* _Quoted passage_:
--
I can’t recall if I clicked on Harrison but I definitely did on the rest! Looking forward to your 2018 reviews. Happy Holidays!
Thanks for all the insights into presidential biographies that you share. They are very helpful to me as I try to read just one bio of each president. I admire your dedication. I just finished Millard Fillmore. I have 2 questions for you:
1. Do you have time to read any other books besides presidential bios? If so, what have you been reading?
2. Have you heard of this book – The Remarkable Millard Fillmore, the unbelievable life of a forgotten president by George Pendle? I picked it up at a library book sale and it turns out to be a satirical bio of Fillmore.
So far I haven’t “distracted” myself with books other than presidential biographies. I’m often tempted, but fear that doing so would not only slow down what is already a lengthy journey but also, potentially, impair my ability to really keep what makes each book on a particular president distinct in my mind (which is important since I go back and compare them all at the end of each president).
I am looking forward to doing some “non presidential” reading as soon as I get through Obama in about a year! I’ll be mixing in presidential bios I missed the first time through with books on other people who I find fascinating. Can’t wait!
I’m not familiar with Pendle’s satirical bio – I’ll have to check it out!
Here’s a review from another site: https://potus-geeks.livejournal.com/625149.html
The Amazon comments are interesting. Many readers were not amused by the satire.
Yes I saw those Amazon comments and looked through the book but decided not to waste time on it. I can send the book to you if you are interested in it.
Gary Schantz said:
I have really enjoyed this website as it helped me to build my presidential library. While I am a long ways from reading at least book on every president, I have read almost 150 books on history in the last 5 years (covered at least 25 presidents as well as the historical events that occurred a specific president’s time).
I am looking forward to this site in the years to come.
--
* _Dataset extract_:
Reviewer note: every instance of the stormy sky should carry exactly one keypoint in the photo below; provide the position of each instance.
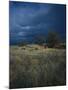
--
* _Required work_:
Carry on the comment thread about presidential biographies, starting after its last line.

* _The answer_:
…it seems that *you* should be posting reviews of what you have been reading – sounds like quite an interesting journey you’ve had since I started this site! I’d love to know what your favorite history-related books have been that haven’t been pure presidential biographies-
As someone who started a similar journey (although my goal is to read just one full-length bio of each President) a few years before you and who is already WAY behind you (Taft), I cannot tell you how much I admire and appreciate your journey and your sharing it with so many others, including me. Here’s to you and many more happy readings!
Thanks so much! But as I’ve discovered the best way to keep up the pace is to have several hundred people waiting anxiously for your next review! (But, oh my, it is quite a commitment! I wouldn’t have thought reading 50-60 pages a day “forever” could require so much fortitude!)
Brandon Adams said:
How do you make the time? I live in NY and read while commuting and sometimes before I go to sleep, but I otherwise have work and family obligations. I’ll be moving to Utah soon and not sure how I’ll fit in the time to continue.
Ah, yes, I remember debating whether to read or sleep during my two decades worth of commutes from NJ to NYC. But at the time the debate wasn’t read presidential bio to read – it was Robert Ludlum vs. the Wall Street Journal 🙂
Now, instead of commuting by bus/train I find myself sitting on airplanes for long stretches of time. That, combined with the time I spend waiting for soccer or swim practices to get out, gives me plenty of uninterrupted time to read. For me, the harder part is putting my thoughts into writing in the form of a coherent review!
Steve, I enjoy your blog. Your reviews are well written and while I have read only a fraction of what you have I do share your interests in the American Presidents and in US history. I wonder if you have gotten to Regan and your recommendations.
Thanks! I haven’t yet gotten to Reagan – that should be in a couple months. He’s the first president I “vividly” remember so I’m interested to see which biographies really stand out for me as being well-written and historically thoughtful. Stay tuned!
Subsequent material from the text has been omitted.